■ 阅读文本

# # # # #

一、原理分析
Mapreduce的处理过程,由于Mapreduce会在Map~reduce中,将重复的Key合并在一起,所以Mapreduce很容易就去除重复的行。Map无须做任何处理,设置Map中写入context的东西为不作任何处理的行,也就是Map中最初处理的value即可,而Reduce同样无须做任何处理,写入输出文件的东西就是,最初得到的Key。
我原来以为是map阶段用了hashmap,根据hash值的唯一性。估计应该不是...
Map是输入文件有几行,就运行几次。
二、代码
2.1 Mapper
package algorithm;
import java.io.IOException;
import org.apache.hadoop.io.LongWritable;
import org.apache.hadoop.io.Text;
import org.apache.hadoop.mapreduce.Mapper;
public class DuplicateRemoveMapper extends
Mapper<LongWritable, Text, Text, Text> {
//输入文件是数字 不过可能也有字符等 所以用Text,不用LongWritable
public void map(LongWritable key, Text value, Context context)
throws IOException, InterruptedException {
context.write(value, new Text());//后面不能是null,否则,空指针
}
}
2.2 Reducer
package algorithm;
import java.io.IOException;
import org.apache.hadoop.io.Text;
import org.apache.hadoop.mapreduce.Reducer;
public class DuplicateRemoveReducer extends Reducer<Text, Text, Text, Text> {
public void reduce(Text key, Iterable<Text> value, Context context)

# # # # #

■ 任务目标
请把上面讲 MapReduce 去重的阅读文本一字不差地完整照录一遍。 这些资料来自另一个出处。

■ 资料列表
# # # # #

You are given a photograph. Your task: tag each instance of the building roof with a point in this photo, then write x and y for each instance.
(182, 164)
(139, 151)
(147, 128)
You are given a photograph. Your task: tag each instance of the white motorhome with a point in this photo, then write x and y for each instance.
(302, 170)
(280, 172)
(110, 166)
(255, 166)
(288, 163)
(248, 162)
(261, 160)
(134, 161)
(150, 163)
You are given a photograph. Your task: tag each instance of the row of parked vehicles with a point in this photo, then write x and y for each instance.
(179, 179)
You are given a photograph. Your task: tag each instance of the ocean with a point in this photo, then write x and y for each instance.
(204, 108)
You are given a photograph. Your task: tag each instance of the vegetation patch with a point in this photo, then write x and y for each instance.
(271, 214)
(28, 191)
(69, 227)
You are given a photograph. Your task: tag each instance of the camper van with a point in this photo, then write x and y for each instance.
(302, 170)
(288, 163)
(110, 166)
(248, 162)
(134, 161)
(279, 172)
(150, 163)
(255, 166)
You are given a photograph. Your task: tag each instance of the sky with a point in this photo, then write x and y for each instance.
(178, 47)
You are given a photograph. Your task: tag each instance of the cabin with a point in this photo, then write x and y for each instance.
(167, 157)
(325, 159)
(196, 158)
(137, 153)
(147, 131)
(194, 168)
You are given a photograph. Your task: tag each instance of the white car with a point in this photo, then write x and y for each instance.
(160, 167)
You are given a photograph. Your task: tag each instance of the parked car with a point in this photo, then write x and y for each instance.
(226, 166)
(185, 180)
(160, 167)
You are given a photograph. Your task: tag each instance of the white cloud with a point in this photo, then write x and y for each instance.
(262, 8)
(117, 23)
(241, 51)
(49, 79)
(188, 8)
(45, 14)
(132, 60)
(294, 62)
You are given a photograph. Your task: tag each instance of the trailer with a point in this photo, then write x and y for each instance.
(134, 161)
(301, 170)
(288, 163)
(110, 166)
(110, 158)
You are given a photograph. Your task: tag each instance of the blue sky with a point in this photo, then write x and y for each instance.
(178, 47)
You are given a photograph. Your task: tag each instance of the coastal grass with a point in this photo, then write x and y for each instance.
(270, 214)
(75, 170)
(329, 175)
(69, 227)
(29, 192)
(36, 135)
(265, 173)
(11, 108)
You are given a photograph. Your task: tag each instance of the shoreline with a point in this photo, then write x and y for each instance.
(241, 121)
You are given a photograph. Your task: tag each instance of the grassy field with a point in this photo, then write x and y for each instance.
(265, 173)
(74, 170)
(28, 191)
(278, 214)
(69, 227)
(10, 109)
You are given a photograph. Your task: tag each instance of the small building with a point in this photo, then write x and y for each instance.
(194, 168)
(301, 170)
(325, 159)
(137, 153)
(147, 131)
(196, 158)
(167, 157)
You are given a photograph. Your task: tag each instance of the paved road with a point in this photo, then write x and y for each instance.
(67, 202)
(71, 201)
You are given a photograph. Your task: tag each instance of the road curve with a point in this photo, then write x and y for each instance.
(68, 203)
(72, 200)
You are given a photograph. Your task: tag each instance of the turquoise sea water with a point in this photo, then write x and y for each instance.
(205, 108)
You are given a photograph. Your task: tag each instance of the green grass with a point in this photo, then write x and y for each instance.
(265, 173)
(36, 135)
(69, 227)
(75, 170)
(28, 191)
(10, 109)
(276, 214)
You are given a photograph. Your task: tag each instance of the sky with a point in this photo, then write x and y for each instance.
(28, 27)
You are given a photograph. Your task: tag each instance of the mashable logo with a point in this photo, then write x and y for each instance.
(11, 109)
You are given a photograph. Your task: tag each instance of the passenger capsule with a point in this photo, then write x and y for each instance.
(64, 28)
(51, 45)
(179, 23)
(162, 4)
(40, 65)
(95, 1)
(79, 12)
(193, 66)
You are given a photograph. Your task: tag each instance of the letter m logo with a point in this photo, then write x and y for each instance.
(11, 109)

# # # # #

■ 参考解答
一、原理分析
Mapreduce的处理过程,由于Mapreduce会在Map~reduce中,将重复的Key合并在一起,所以Mapreduce很容易就去除重复的行。Map无须做任何处理,设置Map中写入context的东西为不作任何处理的行,也就是Map中最初处理的value即可,而Reduce同样无须做任何处理,写入输出文件的东西就是,最初得到的Key。
我原来以为是map阶段用了hashmap,根据hash值的唯一性。估计应该不是...
Map是输入文件有几行,就运行几次。
二、代码
2.1 Mapper
package algorithm;
import java.io.IOException;
import org.apache.hadoop.io.LongWritable;
import org.apache.hadoop.io.Text;
import org.apache.hadoop.mapreduce.Mapper;
public class DuplicateRemoveMapper extends
Mapper<LongWritable, Text, Text, Text> {
//输入文件是数字 不过可能也有字符等 所以用Text,不用LongWritable
public void map(LongWritable key, Text value, Context context)
throws IOException, InterruptedException {
context.write(value, new Text());//后面不能是null,否则,空指针
}
}
2.2 Reducer
package algorithm;
import java.io.IOException;
import org.apache.hadoop.io.Text;
import org.apache.hadoop.mapreduce.Reducer;
public class DuplicateRemoveReducer extends Reducer<Text, Text, Text, Text> {
public void reduce(Text key, Iterable<Text> value, Context context)